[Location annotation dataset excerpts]
## BEGIN
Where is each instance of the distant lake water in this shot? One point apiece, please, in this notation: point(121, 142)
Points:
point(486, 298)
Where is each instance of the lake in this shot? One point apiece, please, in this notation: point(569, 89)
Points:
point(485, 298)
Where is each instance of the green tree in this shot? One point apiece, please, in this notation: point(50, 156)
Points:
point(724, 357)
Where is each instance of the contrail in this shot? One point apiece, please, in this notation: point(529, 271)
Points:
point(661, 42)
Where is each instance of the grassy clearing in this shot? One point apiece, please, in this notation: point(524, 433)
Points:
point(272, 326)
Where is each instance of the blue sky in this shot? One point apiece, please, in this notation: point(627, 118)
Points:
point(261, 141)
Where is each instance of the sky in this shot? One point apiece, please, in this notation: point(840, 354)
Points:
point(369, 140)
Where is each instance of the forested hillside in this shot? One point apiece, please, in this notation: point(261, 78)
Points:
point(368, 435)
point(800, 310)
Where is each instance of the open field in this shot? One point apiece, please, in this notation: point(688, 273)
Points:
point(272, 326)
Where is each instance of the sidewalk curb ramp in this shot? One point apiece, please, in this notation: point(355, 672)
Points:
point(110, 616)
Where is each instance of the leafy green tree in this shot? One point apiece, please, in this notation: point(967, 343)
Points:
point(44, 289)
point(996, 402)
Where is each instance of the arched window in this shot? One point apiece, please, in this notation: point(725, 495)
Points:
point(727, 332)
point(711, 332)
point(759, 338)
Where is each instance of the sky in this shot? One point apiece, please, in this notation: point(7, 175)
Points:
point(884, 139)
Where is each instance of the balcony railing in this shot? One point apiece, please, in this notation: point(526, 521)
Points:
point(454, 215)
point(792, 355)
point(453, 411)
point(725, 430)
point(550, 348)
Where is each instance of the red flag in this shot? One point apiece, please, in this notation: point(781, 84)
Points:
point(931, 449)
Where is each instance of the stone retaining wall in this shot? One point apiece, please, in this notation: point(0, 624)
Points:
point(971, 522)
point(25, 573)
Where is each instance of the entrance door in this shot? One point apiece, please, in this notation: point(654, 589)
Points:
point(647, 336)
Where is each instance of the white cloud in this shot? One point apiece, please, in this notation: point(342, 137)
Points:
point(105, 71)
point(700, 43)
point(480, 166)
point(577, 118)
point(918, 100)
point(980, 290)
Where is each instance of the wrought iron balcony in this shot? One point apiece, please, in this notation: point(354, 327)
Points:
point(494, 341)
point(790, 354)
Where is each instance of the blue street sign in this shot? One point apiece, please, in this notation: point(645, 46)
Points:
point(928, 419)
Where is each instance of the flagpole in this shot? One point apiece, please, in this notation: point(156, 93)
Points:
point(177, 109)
## END
* **Your objective**
Put the rows into a two-column CSV with the headers request and answer. Give one line per request, with its text and its answer each in a single quoted field and line breaks replaced by spaces. Begin at the line that has "Where is each instance of the red" and stop after the line that has "point(980, 290)".

* **Right answer**
request,answer
"Where is each instance of the red flag in this shot? One point apiece, please, in this notation: point(781, 84) Points:","point(931, 449)"
"Where is each instance of the stone retaining wall in this shot? One point apiece, please, in this notation: point(0, 624) Points:","point(971, 522) point(25, 573)"
"Where is each instance of the entrance door in this shot? One point apiece, please, in this notation: point(654, 589) Points:","point(647, 336)"
"Where is each instance of the white cloud in this shot? One point apiece, please, in this notation: point(342, 137) Points:","point(105, 71) point(700, 43) point(480, 166) point(577, 118) point(918, 100) point(980, 290)"